» **JOB A**
Return the passage of the Royal Albert Hall article starting with "It’s hard to" and going on through "to live remain.", copied word for word.
» **JOB B**
Take the Royal Albert Hall article further, writing on from the last sentence shown.
-- begin DOCUMENT TEXT --
Q’s With Craig Hassall & Lucy Noble Of The Royal Albert Hall (Updated With Digital Session)

Kids In The Hall:
Christie Goodwin
– Kids In The Hall:
The sight Craig Hassall and Lucy Noble miss more than anything: a packed auditorium at the Royal Albert Hall.

Imagine planning your birthday party. Not just any old party: we’re talking a full year of celebrations. Entertainment on a daily basis, including some of the biggest names in music, who agreed to turn up for the occasion. Imagine the organization this would require, the figuring out of dates and time slots, the negotiations with agents and managers – in addition to producing the entire show yourself. You would start preparations at least a year in advance, as you didn’t want to leave anything to chance. You’d tell your friends and family about it early, so they would have no excuse for not showing up to at least one of the 365 days of festivities. And now, imagine that about four months into your grand announcement, life as we know it comes to a standstill.

That’s pretty much the situation the team of London’s Royal Albert Hall has found itself in. The iconic venue turns 150 on March 29, and the original idea was to celebrate this milestone beginning in November 2020 and lasting through all of 2021. When the team announced its extravagant plans back in November 2018, it had all the makings of the biggest birthday bash ever hosted in honor of a building. A dedicated anniversary committee, chaired by UTA’s legendary global head of music Neil Warnock, was tasked with helping to curate the program. It features some of the most well-known promoters, agents, managers and label execs in the UK music industry.

Legacy Keepers:
Gideon Gottfried
– Legacy Keepers:
(from left): Craig Hassall, CEO of the Royal Albert Hall, Lucy Noble, the venue’s artistic and commercial director, and Neil Warnock, MBE, chair of the Hall’s anniversary committee.

It’s hard to get a date in the Hall in a normal year, let alone in one where everyone’s eager to pay it homage. In 2019, the venue sold 1.7 million tickets across a total of 1,500 events, which included 391 shows in the main auditorium, as well as 1,109 additional shows in the Hall’s many surrounding spaces.  Needless to say, rescheduling a year’s worth of concerts, comedy, family shows, sports, gala and charity events, has been an ongoing challenge, as uncertainties surrounding the UK’s return to live remain.
-- end DOCUMENT TEXT --
-- begin PROVIDED MATERIAL --
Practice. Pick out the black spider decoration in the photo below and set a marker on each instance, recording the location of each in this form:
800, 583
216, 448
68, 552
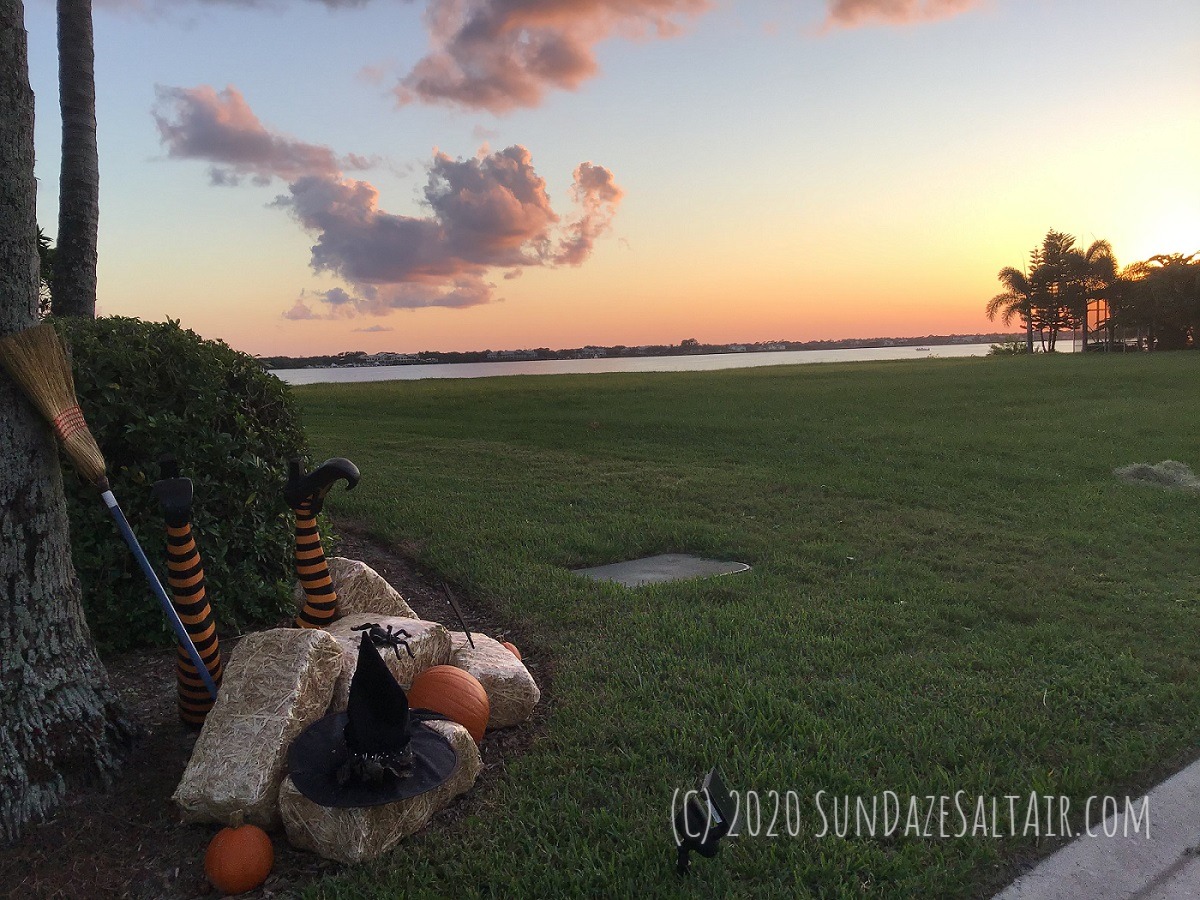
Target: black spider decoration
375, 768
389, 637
-- end PROVIDED MATERIAL --
» **WRITTEN ANSWER A**
It’s hard to get a date in the Hall in a normal year, let alone in one where everyone’s eager to pay it homage. In 2019, the venue sold 1.7 million tickets across a total of 1,500 events, which included 391 shows in the main auditorium, as well as 1,109 additional shows in the Hall’s many surrounding spaces.  Needless to say, rescheduling a year’s worth of concerts, comedy, family shows, sports, gala and charity events, has been an ongoing challenge, as uncertainties surrounding the UK’s return to live remain.

» **WRITTEN ANSWER B**
One thing is certain: the party will be live, as in, attended by a live audience. Live streams from an empty auditorium, spectacular as it may look on camera, won’t cut it. The Royal Albert Hall has built a legacy around its ability to bring people from all walks of life together. And until that is possible again, there won’t be any celebrations, both Craig Hassall, the building’s CEO, and its artistic and commercial director, Lucy Noble, assured us of it. 

Check out a video interview with Craig Hassall and Lucy Noble posted at the end of the Q&A, the latest in the Pollstar & VenuesNow Digital Sessions series.

Pollstar: You must have been in the middle of conversations and scheduling when the crisis hit. Can you take us through everything that has happened since?
Craig Hassall: As you said, we’ve been planning it for some time. For any venue to turn 150 is a huge milestone. What we’re trying to do, and what Lucy has done really well, is represent all of the various elements of the Royal Albert Hall in the 150th. And it was all there, it was all going well.
Originally, it was going to be starting last November and then running for the whole of this year. Everyone that was involved, and we’ve had to reschedule, has tried to remain involved. No one has said, ‘you know what, count us out, because the dates don’t work’. As a result, we’ve decided to stretch the period of the celebration. We’re now up to 2023, because there are so many events that we still want to do. It’s still really busy, and it’s going to be fantastic, just over a longer period of time. That’s putting a positive spin on what’s been a really invasive event for the whole music industry around the world.
Lucy Noble: It’s such an amazing anniversary, we’ve been working towards it for half a decade. So, it was disappointing to be in this situation opening up on our 150th year. However, there is light at the end of the tunnel, we have managed to move events. And we have a whole raft of amazing music industry ambassadors, who have been helping us secure amazing artists for the 150th. That might not be this year, it might be next year or even 2023, but they have been brilliant and really supportive. Everything that we had planned hopefully will still happen, just at different times. We’re still very excited about it. 
Lucy, 2021 also marks your 20th anniversary of working at the Hall. Can you encapsulate that time in one word or sentiment?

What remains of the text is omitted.